TASK OBJECTIVE - Could you convert everything from the line containing "Locate every instance of the white blaze" down to the end of the entries into a Markdown table with the columns Row and Line, numbering each row and leaving out blank lines?

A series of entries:

■ ■ ■ ■ ■

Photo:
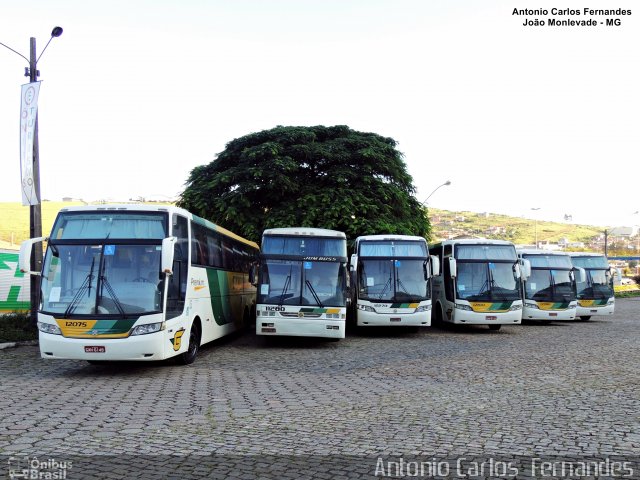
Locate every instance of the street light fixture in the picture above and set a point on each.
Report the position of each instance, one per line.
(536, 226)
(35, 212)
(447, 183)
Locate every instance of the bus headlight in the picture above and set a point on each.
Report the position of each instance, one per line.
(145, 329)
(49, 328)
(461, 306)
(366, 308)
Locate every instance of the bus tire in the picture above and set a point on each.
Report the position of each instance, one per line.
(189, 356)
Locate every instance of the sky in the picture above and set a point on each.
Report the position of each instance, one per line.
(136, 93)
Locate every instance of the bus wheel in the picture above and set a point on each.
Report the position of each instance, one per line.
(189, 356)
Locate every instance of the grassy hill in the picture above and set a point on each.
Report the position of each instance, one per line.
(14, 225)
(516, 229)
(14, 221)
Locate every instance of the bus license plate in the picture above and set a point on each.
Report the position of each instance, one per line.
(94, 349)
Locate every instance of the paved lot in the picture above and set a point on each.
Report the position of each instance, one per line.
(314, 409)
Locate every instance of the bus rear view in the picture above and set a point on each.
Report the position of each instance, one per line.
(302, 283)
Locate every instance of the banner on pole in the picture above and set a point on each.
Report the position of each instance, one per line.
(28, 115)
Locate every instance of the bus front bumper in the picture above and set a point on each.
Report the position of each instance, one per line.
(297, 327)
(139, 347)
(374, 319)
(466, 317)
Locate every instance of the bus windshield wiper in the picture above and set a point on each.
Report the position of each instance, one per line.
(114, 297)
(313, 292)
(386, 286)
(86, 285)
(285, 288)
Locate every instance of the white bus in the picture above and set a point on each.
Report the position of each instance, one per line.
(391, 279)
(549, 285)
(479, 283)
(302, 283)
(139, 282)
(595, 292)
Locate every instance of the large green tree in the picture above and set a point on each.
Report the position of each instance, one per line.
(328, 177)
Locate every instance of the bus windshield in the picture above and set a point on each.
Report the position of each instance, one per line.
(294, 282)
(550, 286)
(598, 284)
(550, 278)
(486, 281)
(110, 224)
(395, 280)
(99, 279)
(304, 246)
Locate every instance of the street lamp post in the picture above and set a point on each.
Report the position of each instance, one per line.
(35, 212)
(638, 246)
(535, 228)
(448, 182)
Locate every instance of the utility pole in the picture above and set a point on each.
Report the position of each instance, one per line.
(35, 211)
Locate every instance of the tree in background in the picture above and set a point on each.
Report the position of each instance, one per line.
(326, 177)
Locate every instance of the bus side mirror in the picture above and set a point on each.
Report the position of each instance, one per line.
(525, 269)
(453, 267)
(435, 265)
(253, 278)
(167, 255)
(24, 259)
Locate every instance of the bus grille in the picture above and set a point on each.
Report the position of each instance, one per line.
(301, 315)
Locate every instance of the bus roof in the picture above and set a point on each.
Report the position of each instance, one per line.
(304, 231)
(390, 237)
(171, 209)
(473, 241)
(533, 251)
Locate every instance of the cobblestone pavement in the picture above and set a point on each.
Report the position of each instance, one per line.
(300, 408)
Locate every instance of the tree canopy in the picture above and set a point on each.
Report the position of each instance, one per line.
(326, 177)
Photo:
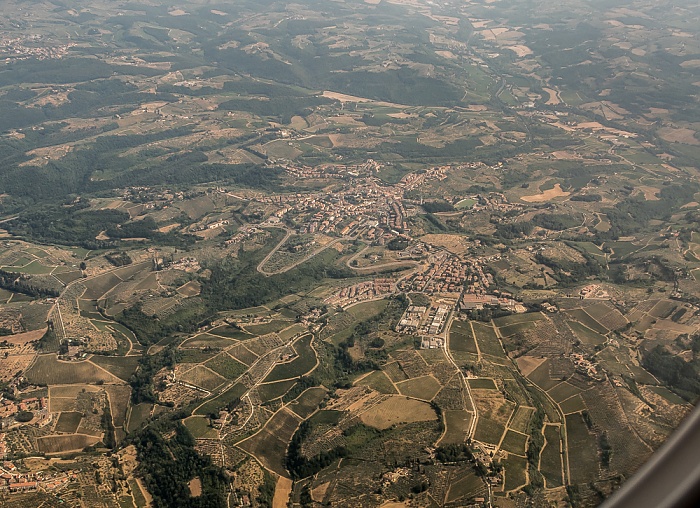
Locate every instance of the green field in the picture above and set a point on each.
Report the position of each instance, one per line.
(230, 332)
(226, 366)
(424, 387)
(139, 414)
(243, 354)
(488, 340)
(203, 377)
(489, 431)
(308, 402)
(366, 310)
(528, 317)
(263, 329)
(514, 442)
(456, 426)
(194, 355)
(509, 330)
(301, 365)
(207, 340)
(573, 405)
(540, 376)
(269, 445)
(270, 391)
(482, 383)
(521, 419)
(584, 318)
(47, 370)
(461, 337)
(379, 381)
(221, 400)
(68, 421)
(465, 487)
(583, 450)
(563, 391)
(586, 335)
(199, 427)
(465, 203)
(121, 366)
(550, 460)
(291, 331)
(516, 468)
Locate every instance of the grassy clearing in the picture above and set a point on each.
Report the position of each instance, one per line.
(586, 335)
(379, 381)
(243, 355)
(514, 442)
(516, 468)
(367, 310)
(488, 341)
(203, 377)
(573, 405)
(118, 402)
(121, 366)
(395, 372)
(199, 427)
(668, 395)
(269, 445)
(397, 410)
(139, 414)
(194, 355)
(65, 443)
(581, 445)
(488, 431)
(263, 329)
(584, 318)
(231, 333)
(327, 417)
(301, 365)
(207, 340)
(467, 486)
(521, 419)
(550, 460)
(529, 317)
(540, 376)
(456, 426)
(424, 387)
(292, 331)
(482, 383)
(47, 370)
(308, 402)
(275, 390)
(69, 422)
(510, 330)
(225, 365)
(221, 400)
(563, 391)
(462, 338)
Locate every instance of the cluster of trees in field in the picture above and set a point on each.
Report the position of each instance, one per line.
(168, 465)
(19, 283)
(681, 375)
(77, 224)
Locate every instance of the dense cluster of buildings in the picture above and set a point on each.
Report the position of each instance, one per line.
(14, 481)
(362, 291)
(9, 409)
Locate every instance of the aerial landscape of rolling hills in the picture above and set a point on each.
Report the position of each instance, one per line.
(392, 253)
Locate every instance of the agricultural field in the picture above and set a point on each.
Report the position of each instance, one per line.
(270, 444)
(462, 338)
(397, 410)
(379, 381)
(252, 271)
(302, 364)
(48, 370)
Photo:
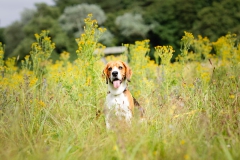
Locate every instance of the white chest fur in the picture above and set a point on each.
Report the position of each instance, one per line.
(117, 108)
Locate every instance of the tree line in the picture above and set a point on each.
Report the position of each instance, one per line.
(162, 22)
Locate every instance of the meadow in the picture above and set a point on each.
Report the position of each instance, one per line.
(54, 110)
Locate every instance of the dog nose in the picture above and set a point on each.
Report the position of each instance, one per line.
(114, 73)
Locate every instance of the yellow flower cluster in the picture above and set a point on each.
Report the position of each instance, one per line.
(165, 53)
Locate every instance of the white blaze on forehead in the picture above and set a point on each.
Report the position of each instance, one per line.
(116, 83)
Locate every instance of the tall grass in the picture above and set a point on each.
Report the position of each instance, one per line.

■ ■ ■ ■ ■

OUTPUT OF THE TASK -
| Row | Line |
|---|---|
| 1 | Locate every instance of the white blaze on forehead in the picture above and set a point on each. |
| 2 | Report the position of each instance, one per line. |
| 3 | (116, 83) |
| 4 | Locate every instance of the tall grass in the picture above and set a point on each. |
| 5 | Report the position of each instance, one per line. |